> [EXERCISES]:
1. Copy the road trip text's passage from "Bombs Over the" up to and including "in southern Oregon.".
2. Continue the account of the southern Oregon road trip from the point where it stops.

> [GIVEN TEXT]:
------
Bombs Over the Beaver State 8/19/20

Updated: Dec 21, 2020



The Ednold family has had more time on their hands this summer than ever before. It’s a shame that we haven’t been able to take better advantage of it. I’ve lost track of what stage of social and economic recovery we’re in, but even if the authorities weren’t asking us to stay home, so many events have been cancelled and so many places have closed up shop for the duration of this virus that it’s been difficult to spend any meaningful time away from the house. But sooner or later the inclination to stay healthy is temporarily overtaken by the need to escape the doldrums of domesticity. So, in a year that has pretty much gone to the dogs, Mrs. Ednold and I decided a dog days road trip was in order and we took a quick tour of a few historical sites in southern Oregon.


For the most part, the continental United States escaped the devastation of war that ravaged other parts of the world during WWII. But there were exceptions, and Oregon bore the brunt of those attacks out of all proportion to her size and military strength. If the Japanese war machine was convinced that these places within easy driving distance were important enough to bomb, I didn’t want to go an entire lifetime without ever checking them out to see why. And it got us out of the house for a few days so we would be killing two birds with one stone. Except that we met 4 birds on the trip, that we didn’t kill, so… I’ll let you do the math.
------
> [Dataset entries]:
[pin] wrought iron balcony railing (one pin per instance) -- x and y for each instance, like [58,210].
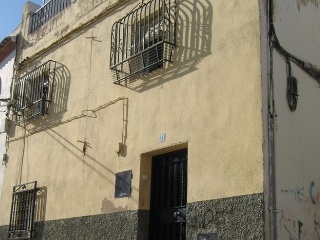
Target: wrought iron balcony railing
[21,224]
[33,92]
[46,12]
[143,40]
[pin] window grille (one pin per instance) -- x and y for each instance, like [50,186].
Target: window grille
[33,92]
[143,40]
[22,211]
[46,12]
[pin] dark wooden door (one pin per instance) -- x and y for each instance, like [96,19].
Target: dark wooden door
[168,196]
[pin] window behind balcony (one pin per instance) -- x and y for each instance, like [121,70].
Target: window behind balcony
[21,224]
[143,40]
[33,93]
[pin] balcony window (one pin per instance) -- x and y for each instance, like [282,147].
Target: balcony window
[143,40]
[46,12]
[33,93]
[21,224]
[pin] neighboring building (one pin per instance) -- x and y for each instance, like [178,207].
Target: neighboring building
[296,95]
[7,57]
[163,119]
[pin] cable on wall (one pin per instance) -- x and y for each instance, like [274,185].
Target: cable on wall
[292,82]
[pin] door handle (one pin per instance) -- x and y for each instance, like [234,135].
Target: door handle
[176,214]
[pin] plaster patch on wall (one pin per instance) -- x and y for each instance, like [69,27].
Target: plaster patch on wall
[108,207]
[304,3]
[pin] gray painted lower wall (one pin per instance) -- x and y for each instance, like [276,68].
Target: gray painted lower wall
[229,218]
[233,218]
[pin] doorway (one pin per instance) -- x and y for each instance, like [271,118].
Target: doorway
[168,196]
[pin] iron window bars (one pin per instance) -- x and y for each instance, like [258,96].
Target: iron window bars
[46,12]
[22,211]
[33,92]
[143,40]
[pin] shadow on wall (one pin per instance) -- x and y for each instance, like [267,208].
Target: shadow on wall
[58,106]
[40,212]
[194,34]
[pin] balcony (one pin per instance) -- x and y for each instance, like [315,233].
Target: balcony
[143,40]
[33,93]
[46,12]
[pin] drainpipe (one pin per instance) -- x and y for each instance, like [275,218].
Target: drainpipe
[271,128]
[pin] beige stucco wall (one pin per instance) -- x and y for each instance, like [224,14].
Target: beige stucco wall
[297,133]
[208,100]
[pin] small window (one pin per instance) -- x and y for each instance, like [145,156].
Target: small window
[123,184]
[21,224]
[143,40]
[33,93]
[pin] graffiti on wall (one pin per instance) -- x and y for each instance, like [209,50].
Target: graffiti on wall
[308,199]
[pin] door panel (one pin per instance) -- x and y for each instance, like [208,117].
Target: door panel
[168,196]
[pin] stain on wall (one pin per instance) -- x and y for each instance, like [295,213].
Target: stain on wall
[108,207]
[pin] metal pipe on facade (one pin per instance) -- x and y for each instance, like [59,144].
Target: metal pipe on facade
[271,127]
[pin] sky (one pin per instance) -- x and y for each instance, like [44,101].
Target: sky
[11,15]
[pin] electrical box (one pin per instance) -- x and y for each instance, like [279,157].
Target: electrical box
[4,125]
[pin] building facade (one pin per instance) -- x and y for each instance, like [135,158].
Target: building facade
[162,119]
[7,57]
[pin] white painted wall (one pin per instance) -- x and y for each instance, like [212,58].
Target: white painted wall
[297,134]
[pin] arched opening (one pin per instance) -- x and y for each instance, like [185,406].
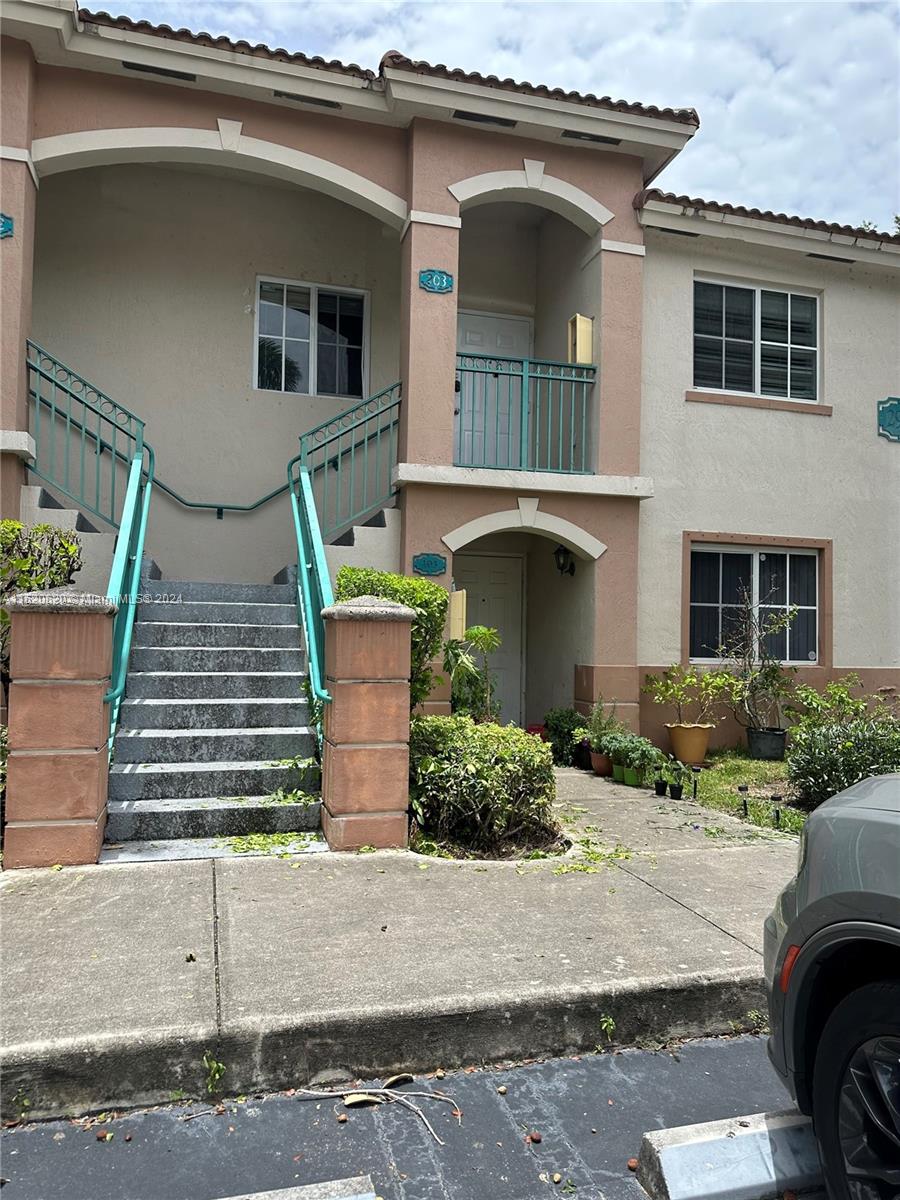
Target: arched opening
[508,565]
[525,270]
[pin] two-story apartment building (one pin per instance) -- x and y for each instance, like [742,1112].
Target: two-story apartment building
[599,408]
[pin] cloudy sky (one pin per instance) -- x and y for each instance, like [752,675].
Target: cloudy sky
[799,103]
------
> [RESPONSES TO THE EXERCISE]:
1.
Bombs Over the Beaver State 8/19/20

Updated: Dec 21, 2020



The Ednold family has had more time on their hands this summer than ever before. It’s a shame that we haven’t been able to take better advantage of it. I’ve lost track of what stage of social and economic recovery we’re in, but even if the authorities weren’t asking us to stay home, so many events have been cancelled and so many places have closed up shop for the duration of this virus that it’s been difficult to spend any meaningful time away from the house. But sooner or later the inclination to stay healthy is temporarily overtaken by the need to escape the doldrums of domesticity. So, in a year that has pretty much gone to the dogs, Mrs. Ednold and I decided a dog days road trip was in order and we took a quick tour of a few historical sites in southern Oregon.

2.
Since we were headed south, Fort Stevens wasn’t part of this trip, but to put things in proper context that’s where this little story will begin. Fort Stevens, constructed on the south shore of the mouth of the Columbia River, was constructed in 1863 and named for a Union general who had been killed at the Battle of Chantilly the year before. It was put there to protect us from all of those violent, blood-thirsty Canadians to the north in the event that Britain chose to support the confederates in the Civil War. As it turned out, the Brits didn’t choose a side but the fort remained active until 1947, when it was decommissioned without ever having fired on an enemy.


Fort Stevens became the only military installation in the 48 States to come under enemy attack when, on the night of June 21, 1942, the Japanese submarine I-25 surfaced off the coast and fired 17 shells at the fort. Fortunately, the only real damage done was to the backstop on the fort’s baseball diamond. About five years later the U.S. retaliated by popularizing baseball during the postwar occupation of Japan. The Japanese are still crazy about baseball, proving the old adage that revenge is a dish best served cold.

The remainder of the war was pretty quiet for the fort, but the action continued for I-25, and that’s why we headed south. In September of that same year, 1942, the sub was back on the Oregon coast hoping to damage more than just a baseball field. In an effort to maintain a supremacy that was already slipping away, Japan had decided that a good way to divert American manpower and resources from the war and create panic among the civilian population would be to ignite forest fires throughout the huge evergreen forests in the mountains up and down the American west coast. The most direct way to accomplish this would be by dropping incendiary bombs from airplanes onto remote areas of the forests.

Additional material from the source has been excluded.